- _Text section_:
*** Block opens ***

Who Should Play What?

Play Regretevator if you:

Love social interaction and meeting new people on Roblox. Enjoy roleplay and expressing yourself through character skins. Prefer comedic horror over genuine scares. Want a low-pressure experience without progression anxiety. Like games that are funny and weird and don't take themselves seriously.

Play Dandy's World if you:

Want a structured game with collecting, crafting, and progression. Enjoy the contrast between cute aesthetics and genuine horror. Like cooperative gameplay where teamwork matters. Want concrete goals and rewards for your time. Prefer games with deeper mechanics and strategic decision-making.

Play both if you:

Enjoy different types of experiences and want variety. Like horror-adjacent content that doesn't take itself too seriously. Want one game for socializing (Regretevator) and one for structured play (Dandy's World). Are interested in how two very different games approach the same horror-comedy space.

Frequently Asked Questions

Is Regretevator or Dandy's World scarier?

*** Block closes ***

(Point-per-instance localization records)

*** Block opens ***

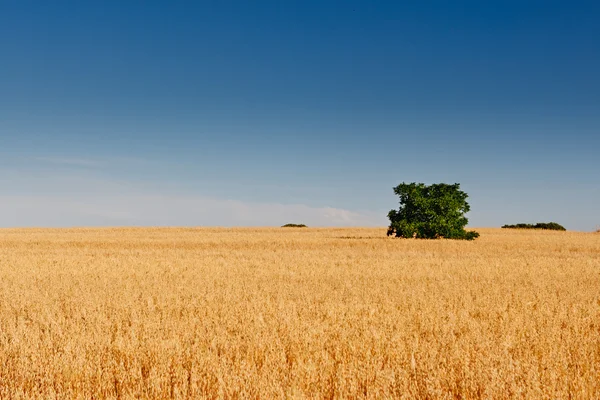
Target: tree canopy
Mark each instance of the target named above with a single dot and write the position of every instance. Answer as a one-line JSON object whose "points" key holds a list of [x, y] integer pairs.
{"points": [[430, 212]]}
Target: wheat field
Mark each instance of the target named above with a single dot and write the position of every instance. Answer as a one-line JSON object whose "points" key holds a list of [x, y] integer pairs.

*** Block closes ***

- _Tasks to carry out_:
1. According to the game comparison, what kind of horror do Regretevator players prefer over genuine scares?
2. Rewrite the game comparison starting at "Play Regretevator if" and ending at "take themselves seriously.", substituting "custom avatars" for "character skins".

- _Task-by-task answers_:
1. Comedic horror.

2.
Play Regretevator if you:

Love social interaction and meeting new people on Roblox. Enjoy roleplay and expressing yourself through custom avatars. Prefer comedic horror over genuine scares. Want a low-pressure experience without progression anxiety. Like games that are funny and weird and don't take themselves seriously.